## PROBLEM DESCRIPTION
Rewrite the records from the start through the line with "[0,88,650,232]", replacing "grass pitch" with "turf field" and leaving everything else the same.

[Region annotation entries]

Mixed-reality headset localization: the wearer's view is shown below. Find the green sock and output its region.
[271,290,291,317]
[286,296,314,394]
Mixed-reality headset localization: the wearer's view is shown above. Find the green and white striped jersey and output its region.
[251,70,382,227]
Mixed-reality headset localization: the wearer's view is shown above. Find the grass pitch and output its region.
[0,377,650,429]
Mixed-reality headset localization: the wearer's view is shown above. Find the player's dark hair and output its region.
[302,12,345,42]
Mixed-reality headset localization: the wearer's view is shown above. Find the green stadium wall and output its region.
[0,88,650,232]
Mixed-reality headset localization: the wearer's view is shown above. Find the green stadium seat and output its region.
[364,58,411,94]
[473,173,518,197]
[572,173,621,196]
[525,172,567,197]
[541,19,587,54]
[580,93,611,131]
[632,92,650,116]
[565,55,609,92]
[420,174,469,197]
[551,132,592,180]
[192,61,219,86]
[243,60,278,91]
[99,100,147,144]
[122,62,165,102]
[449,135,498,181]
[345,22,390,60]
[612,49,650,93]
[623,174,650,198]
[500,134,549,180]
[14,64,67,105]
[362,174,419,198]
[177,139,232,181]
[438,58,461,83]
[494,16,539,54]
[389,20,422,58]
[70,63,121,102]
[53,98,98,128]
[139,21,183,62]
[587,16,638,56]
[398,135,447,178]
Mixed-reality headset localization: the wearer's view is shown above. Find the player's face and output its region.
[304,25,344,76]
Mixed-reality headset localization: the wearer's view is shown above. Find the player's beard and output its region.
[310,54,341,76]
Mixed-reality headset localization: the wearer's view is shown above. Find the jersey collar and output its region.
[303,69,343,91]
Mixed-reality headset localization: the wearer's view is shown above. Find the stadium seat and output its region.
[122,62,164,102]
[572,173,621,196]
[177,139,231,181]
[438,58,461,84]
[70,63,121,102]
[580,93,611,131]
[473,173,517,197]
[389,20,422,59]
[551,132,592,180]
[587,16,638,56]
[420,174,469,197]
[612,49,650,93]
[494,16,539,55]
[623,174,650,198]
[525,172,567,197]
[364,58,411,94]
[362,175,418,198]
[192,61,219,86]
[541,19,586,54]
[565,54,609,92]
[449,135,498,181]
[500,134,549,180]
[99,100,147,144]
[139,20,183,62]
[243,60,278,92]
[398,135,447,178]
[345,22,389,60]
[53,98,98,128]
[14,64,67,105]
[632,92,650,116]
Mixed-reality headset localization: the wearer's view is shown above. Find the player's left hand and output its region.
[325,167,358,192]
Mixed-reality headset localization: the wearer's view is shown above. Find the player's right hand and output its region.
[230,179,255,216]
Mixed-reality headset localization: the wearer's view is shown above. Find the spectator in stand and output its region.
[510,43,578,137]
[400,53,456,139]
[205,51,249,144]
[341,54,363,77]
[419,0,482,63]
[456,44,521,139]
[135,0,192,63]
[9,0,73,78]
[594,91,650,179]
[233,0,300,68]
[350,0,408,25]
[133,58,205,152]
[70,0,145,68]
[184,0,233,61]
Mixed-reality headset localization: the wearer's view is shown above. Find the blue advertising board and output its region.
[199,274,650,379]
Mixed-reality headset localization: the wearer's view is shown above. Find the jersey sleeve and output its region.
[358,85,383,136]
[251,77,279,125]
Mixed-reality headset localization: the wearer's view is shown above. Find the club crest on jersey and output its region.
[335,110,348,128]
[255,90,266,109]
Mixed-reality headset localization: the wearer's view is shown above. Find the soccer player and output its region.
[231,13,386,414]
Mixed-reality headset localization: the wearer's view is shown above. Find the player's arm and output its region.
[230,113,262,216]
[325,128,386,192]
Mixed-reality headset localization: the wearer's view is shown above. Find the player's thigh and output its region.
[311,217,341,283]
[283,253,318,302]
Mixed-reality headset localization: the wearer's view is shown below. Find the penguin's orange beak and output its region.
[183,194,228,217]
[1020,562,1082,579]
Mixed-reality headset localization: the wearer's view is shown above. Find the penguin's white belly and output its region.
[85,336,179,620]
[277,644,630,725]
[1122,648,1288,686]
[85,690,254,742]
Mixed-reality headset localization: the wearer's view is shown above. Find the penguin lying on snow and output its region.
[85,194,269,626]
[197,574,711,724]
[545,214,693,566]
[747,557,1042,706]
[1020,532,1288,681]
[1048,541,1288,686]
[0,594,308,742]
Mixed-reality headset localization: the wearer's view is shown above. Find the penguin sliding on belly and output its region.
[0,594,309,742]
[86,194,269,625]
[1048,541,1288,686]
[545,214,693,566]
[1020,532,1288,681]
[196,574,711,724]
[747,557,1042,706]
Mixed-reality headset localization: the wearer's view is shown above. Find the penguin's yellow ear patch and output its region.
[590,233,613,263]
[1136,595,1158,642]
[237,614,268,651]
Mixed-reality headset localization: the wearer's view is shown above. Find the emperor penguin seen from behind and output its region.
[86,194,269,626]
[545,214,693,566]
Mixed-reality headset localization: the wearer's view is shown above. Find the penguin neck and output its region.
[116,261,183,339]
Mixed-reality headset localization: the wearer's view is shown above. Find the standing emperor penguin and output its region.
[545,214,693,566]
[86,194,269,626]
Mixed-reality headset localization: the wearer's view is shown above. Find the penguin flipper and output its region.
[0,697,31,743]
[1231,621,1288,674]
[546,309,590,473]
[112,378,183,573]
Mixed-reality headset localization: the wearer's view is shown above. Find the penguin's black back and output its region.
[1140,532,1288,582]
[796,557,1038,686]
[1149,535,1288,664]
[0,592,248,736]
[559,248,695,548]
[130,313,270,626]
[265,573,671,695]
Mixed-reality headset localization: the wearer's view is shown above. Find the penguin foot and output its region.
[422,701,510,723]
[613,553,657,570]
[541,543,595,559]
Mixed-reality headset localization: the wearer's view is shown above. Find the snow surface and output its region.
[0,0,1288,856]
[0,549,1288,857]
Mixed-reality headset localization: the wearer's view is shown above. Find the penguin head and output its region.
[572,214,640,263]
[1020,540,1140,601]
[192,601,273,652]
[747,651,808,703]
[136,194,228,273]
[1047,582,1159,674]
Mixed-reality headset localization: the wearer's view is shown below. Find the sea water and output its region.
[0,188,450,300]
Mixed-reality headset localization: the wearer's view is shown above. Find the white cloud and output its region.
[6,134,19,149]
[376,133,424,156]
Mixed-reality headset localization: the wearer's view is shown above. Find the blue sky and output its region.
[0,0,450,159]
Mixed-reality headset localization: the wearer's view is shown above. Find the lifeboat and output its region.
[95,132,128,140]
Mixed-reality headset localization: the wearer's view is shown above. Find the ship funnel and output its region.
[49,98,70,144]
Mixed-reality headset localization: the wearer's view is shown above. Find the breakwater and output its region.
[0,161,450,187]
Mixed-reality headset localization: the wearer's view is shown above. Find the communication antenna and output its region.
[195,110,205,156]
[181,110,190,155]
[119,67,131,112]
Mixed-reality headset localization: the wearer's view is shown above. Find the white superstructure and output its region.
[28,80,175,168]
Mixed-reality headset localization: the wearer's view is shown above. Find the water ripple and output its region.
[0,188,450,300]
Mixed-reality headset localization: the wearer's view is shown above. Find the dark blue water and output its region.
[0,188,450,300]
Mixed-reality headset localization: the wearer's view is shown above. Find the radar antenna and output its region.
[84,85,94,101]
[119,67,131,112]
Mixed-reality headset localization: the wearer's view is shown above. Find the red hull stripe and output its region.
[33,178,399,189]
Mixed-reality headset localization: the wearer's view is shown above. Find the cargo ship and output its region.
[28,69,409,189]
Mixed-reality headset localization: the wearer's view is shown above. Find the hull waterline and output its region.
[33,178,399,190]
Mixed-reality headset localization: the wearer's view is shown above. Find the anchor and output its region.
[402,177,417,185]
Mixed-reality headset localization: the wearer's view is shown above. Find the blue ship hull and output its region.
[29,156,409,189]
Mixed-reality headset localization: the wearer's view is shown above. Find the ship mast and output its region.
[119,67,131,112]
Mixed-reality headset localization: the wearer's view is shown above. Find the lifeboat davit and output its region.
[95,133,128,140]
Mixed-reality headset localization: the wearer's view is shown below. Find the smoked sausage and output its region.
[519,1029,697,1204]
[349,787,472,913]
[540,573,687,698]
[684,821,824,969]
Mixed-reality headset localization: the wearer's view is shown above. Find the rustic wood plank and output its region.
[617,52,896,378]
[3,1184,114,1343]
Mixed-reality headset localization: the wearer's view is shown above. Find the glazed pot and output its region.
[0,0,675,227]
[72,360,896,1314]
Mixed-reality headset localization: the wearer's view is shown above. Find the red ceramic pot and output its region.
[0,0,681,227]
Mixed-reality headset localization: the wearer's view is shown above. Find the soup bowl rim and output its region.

## TASK ANSWER
Mixed-reality headset localization: the wearer's view is shown below. Find the green sock and output its region.
[271,290,291,317]
[286,296,314,394]
Mixed-reality headset localization: the wearer's view is shown above. Find the green and white striped jersey and output its region.
[251,70,382,227]
Mixed-reality headset localization: the wearer's view is shown above. Find the turf field and output its region.
[0,377,650,429]
Mixed-reality headset localization: the wearer's view is shown above. Find the player's dark hair and output its region.
[302,12,345,42]
Mixed-reality headset localization: the wearer's view is shown above. Find the green stadium wall and output its region.
[0,88,650,232]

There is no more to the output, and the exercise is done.